### Exercise task
Convert every line of the data below into a JSON list of strings, one string per line, and leave out any blank lines.

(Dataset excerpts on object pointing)
>>

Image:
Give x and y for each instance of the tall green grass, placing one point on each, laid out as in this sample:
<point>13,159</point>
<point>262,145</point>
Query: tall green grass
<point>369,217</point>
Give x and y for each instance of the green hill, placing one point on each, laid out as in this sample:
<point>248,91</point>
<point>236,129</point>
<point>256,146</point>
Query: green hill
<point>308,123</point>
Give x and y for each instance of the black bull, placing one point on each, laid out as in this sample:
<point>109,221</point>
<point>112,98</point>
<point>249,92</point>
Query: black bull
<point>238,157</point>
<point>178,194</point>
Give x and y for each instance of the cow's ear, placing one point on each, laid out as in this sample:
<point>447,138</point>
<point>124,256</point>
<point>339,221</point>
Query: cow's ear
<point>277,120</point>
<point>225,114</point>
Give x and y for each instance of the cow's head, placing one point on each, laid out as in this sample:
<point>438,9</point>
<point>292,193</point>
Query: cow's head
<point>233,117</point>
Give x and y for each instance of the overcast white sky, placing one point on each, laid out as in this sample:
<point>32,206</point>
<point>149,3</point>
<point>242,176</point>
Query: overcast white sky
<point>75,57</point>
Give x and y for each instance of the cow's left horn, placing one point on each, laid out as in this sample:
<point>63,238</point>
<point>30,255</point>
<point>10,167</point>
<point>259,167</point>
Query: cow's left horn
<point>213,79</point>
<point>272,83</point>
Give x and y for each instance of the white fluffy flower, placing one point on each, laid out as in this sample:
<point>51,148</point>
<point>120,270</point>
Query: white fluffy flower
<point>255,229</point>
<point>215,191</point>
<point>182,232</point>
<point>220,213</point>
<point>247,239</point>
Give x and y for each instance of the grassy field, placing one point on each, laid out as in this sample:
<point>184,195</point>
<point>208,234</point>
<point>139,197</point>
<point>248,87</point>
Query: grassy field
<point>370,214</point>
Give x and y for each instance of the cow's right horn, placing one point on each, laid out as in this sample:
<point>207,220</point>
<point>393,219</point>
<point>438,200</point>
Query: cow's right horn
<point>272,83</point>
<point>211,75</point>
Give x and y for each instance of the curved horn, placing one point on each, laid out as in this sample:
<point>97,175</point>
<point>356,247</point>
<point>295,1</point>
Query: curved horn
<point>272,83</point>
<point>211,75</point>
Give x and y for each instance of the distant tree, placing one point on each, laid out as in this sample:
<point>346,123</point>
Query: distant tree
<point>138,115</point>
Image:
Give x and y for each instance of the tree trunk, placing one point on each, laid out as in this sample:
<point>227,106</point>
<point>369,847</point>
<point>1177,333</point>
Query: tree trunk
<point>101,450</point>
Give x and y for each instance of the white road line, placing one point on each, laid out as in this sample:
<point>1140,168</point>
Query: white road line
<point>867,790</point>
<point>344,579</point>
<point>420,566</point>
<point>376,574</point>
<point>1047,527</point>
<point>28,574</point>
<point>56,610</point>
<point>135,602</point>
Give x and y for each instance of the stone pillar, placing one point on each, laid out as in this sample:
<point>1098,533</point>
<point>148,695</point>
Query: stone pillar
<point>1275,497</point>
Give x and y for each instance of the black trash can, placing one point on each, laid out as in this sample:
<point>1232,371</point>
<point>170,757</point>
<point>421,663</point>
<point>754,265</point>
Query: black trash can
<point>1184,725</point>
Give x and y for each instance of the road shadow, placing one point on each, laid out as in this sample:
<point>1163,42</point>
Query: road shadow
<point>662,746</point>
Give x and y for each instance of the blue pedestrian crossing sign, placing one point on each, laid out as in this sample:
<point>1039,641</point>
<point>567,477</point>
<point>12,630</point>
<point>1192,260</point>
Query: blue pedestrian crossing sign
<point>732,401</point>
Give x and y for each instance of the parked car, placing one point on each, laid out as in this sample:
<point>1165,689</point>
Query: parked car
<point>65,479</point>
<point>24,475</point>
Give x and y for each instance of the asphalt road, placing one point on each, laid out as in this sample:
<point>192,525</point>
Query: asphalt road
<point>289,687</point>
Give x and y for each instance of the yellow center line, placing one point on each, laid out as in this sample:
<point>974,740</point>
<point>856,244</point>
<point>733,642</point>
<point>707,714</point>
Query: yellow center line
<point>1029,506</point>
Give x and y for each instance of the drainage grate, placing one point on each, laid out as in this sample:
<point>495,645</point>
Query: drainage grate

<<

### Finished task
[
  "Image:",
  "Give x and y for each instance of the tall green grass, placing one point on each, laid out as in this sample:",
  "<point>13,159</point>",
  "<point>262,145</point>",
  "Query: tall green grass",
  "<point>369,217</point>",
  "Give x and y for each instance of the green hill, placing one point on each, laid out as in this sample:",
  "<point>248,91</point>",
  "<point>236,129</point>",
  "<point>256,146</point>",
  "Query: green hill",
  "<point>308,123</point>",
  "Give x and y for each instance of the black bull, placing one point on each, laid out as in this sample:",
  "<point>109,221</point>",
  "<point>112,98</point>",
  "<point>249,92</point>",
  "Query: black bull",
  "<point>238,157</point>",
  "<point>178,194</point>",
  "Give x and y for each instance of the cow's ear, placing one point on each, laid out as in this sample:",
  "<point>447,138</point>",
  "<point>124,256</point>",
  "<point>339,221</point>",
  "Query: cow's ear",
  "<point>277,120</point>",
  "<point>225,114</point>",
  "Give x and y for each instance of the cow's head, placing one point on each, laid out as in this sample:",
  "<point>438,9</point>",
  "<point>292,193</point>",
  "Query: cow's head",
  "<point>233,117</point>",
  "Give x and y for each instance of the overcast white sky, placing one point on each, laid out as in this sample:",
  "<point>32,206</point>",
  "<point>149,3</point>",
  "<point>242,176</point>",
  "Query: overcast white sky",
  "<point>75,57</point>",
  "Give x and y for each instance of the cow's left horn, placing one point on each, laid out as in this sample:",
  "<point>63,238</point>",
  "<point>30,255</point>",
  "<point>10,167</point>",
  "<point>259,167</point>",
  "Query: cow's left horn",
  "<point>213,79</point>",
  "<point>272,83</point>",
  "Give x and y for each instance of the white fluffy flower, placing one point on each, laid out as in this sample:",
  "<point>51,148</point>",
  "<point>120,270</point>",
  "Query: white fluffy flower",
  "<point>255,229</point>",
  "<point>215,191</point>",
  "<point>182,232</point>",
  "<point>220,213</point>",
  "<point>247,239</point>",
  "Give x and y for each instance of the grassy field, placing one point on each, laid out as in this sample:",
  "<point>184,195</point>",
  "<point>208,234</point>",
  "<point>139,197</point>",
  "<point>248,87</point>",
  "Query: grassy field",
  "<point>370,214</point>",
  "Give x and y for each instance of the cow's right horn, placing one point on each, laid out as in this sample:",
  "<point>207,220</point>",
  "<point>393,219</point>",
  "<point>438,200</point>",
  "Query: cow's right horn",
  "<point>272,83</point>",
  "<point>211,75</point>",
  "Give x and y for each instance of the curved horn, placing one point on each, laid out as in this sample:",
  "<point>97,175</point>",
  "<point>356,247</point>",
  "<point>295,1</point>",
  "Query: curved horn",
  "<point>272,83</point>",
  "<point>211,75</point>",
  "Give x and y for each instance of the distant tree, placing one point on each, laid out as in this sample:",
  "<point>346,123</point>",
  "Query: distant tree",
  "<point>138,115</point>",
  "Image:",
  "Give x and y for each instance of the tree trunk, placing one point on each, laid out as in this sample:",
  "<point>227,106</point>",
  "<point>369,847</point>",
  "<point>1177,333</point>",
  "Query: tree trunk",
  "<point>101,450</point>",
  "Give x and y for each instance of the white road line, placing one point on each, laid out as in this sample:",
  "<point>1140,168</point>",
  "Query: white road line",
  "<point>867,790</point>",
  "<point>344,579</point>",
  "<point>420,566</point>",
  "<point>376,574</point>",
  "<point>1047,527</point>",
  "<point>28,574</point>",
  "<point>56,610</point>",
  "<point>135,602</point>",
  "Give x and y for each instance of the stone pillar, placing one point on each, laid out as in this sample:",
  "<point>1098,533</point>",
  "<point>148,695</point>",
  "Query: stone pillar",
  "<point>1275,497</point>",
  "Give x and y for each instance of the black trash can, placing one point on each, laid out as in this sample:",
  "<point>1232,371</point>",
  "<point>170,757</point>",
  "<point>421,663</point>",
  "<point>754,265</point>",
  "Query: black trash can",
  "<point>1184,725</point>",
  "Give x and y for each instance of the road shadow, placing one point on each, laid out as in this sample:",
  "<point>1163,42</point>",
  "Query: road shadow",
  "<point>662,746</point>",
  "Give x and y for each instance of the blue pedestrian crossing sign, placing one point on each, laid out as in this sample:",
  "<point>1039,641</point>",
  "<point>567,477</point>",
  "<point>12,630</point>",
  "<point>1192,260</point>",
  "Query: blue pedestrian crossing sign",
  "<point>732,401</point>",
  "Give x and y for each instance of the parked car, placing one point on each, laid out as in this sample:",
  "<point>1165,689</point>",
  "Query: parked car",
  "<point>65,479</point>",
  "<point>24,475</point>",
  "Give x and y for each instance of the asphalt road, placing one point on each, laid out as in this sample:",
  "<point>192,525</point>",
  "Query: asphalt road",
  "<point>289,687</point>",
  "Give x and y for each instance of the yellow center line, placing one point on each, laid out as in this sample:",
  "<point>974,740</point>",
  "<point>856,244</point>",
  "<point>733,642</point>",
  "<point>707,714</point>",
  "Query: yellow center line",
  "<point>1029,506</point>",
  "Give x and y for each instance of the drainage grate, placing one point on each, laid out as in this sample:",
  "<point>495,645</point>",
  "Query: drainage grate"
]